_TRECHO FORNECIDO_
☆ ☆ ☆

Pampelum é uma cidade (na verdade uma cidade-estado, um pequeno país no interior de um grande continente, mas não se incomode quando eu chamar de cidade) muito especial, com muitas peculiaridades. Quando passeamos por Pampelum uma das coisas que costumam chamar atenção é a ausência de imagens e templos religiosos. É isso mesmo, não adianta procurar uma grande catedral na praça central que você não encontrará. Muitos visitantes deixam a cidade com a impressão de que os pampelúmicos não são religiosos. Mas quero contar um segredinho para você.

Na verdade, os pampelúmicos possuem uma vibrante espiritualidade que é imperceptível por muitos que estão acostumados com as expressões convencionais. É comum entre os pampelúmicos haver uma grande apatia diante de discussões religiosas e grande cuidado com a ostentação de ícones que podem dividir ou ferir a consciência do outro, principalmente em espaços públicos. Isso porque Pampelum historicamente vem recebendo muitos refugiados de cruéis guerras religiosas que dividiram famílias, oprimiram minorias e mataram milhões de pessoas. São corações feridos que encontraram remédio nessa cidade. Por isso é comum ouvir o jargão: “Religião não se discute”. Mas isso não quer dizer que ela não seja importante, não seja vivida, entende?

☆ ☆ ☆

_INFORMAÇÕES FORNECIDAS_
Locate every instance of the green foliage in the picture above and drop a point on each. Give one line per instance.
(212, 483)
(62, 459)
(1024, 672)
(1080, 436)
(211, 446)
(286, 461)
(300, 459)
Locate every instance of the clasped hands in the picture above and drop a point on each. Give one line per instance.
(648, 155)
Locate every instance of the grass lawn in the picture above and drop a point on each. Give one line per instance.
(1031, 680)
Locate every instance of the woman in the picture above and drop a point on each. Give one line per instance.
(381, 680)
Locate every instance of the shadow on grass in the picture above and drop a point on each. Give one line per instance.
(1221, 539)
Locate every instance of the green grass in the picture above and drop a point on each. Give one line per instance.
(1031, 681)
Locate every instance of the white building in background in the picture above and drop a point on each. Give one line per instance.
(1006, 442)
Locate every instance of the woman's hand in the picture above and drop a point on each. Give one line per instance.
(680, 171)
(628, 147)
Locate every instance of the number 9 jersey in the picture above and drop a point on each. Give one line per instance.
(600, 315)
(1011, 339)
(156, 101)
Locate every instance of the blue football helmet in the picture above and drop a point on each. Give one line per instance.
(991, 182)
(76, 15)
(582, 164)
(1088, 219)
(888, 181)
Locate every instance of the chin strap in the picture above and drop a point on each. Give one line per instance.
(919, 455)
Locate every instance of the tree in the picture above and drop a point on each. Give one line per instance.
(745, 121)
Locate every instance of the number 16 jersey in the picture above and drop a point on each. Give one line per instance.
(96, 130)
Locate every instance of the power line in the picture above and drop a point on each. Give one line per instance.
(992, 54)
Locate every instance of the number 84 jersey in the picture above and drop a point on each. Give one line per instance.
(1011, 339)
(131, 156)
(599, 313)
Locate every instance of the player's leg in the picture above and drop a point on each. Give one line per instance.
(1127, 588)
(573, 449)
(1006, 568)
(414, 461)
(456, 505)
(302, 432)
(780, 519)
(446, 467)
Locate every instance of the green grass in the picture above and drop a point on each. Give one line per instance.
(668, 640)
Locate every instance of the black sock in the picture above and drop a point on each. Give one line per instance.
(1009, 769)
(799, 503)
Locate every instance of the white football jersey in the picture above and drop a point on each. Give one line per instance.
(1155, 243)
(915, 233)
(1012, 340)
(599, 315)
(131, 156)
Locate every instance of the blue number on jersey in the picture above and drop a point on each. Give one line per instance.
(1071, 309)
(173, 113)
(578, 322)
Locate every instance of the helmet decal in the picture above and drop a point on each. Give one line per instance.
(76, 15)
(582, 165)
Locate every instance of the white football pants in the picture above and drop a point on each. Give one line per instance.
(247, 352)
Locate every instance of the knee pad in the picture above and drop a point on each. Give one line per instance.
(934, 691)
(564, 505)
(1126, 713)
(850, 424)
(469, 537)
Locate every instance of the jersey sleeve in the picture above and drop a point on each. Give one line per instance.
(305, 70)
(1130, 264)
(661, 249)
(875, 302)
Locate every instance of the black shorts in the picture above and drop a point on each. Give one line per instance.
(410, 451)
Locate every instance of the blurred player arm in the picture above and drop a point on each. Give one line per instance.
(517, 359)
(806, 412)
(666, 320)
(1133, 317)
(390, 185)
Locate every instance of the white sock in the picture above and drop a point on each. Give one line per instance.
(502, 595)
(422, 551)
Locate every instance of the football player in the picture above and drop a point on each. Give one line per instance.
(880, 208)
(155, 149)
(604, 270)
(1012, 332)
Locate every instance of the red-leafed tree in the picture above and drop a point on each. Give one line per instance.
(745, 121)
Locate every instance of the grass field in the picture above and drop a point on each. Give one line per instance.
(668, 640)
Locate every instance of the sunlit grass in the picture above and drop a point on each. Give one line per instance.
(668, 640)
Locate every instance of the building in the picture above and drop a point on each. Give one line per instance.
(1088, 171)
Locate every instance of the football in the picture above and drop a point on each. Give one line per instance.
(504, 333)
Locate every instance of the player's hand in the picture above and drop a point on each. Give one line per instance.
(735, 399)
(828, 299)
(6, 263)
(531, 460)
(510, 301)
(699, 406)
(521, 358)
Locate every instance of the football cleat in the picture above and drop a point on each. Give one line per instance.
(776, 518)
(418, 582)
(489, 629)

☆ ☆ ☆

_TAREFA PROPOSTA_
Digite de novo, sem mudar nada, uma parte do texto sobre Pampelum. Comece nas palavras que contêm "Na verdade, os" e pare depois de "seja vivida, entende?".

_RESULTADO DA TAREFA_
Na verdade, os pampelúmicos possuem uma vibrante espiritualidade que é imperceptível por muitos que estão acostumados com as expressões convencionais. É comum entre os pampelúmicos haver uma grande apatia diante de discussões religiosas e grande cuidado com a ostentação de ícones que podem dividir ou ferir a consciência do outro, principalmente em espaços públicos. Isso porque Pampelum historicamente vem recebendo muitos refugiados de cruéis guerras religiosas que dividiram famílias, oprimiram minorias e mataram milhões de pessoas. São corações feridos que encontraram remédio nessa cidade. Por isso é comum ouvir o jargão: “Religião não se discute”. Mas isso não quer dizer que ela não seja importante, não seja vivida, entende?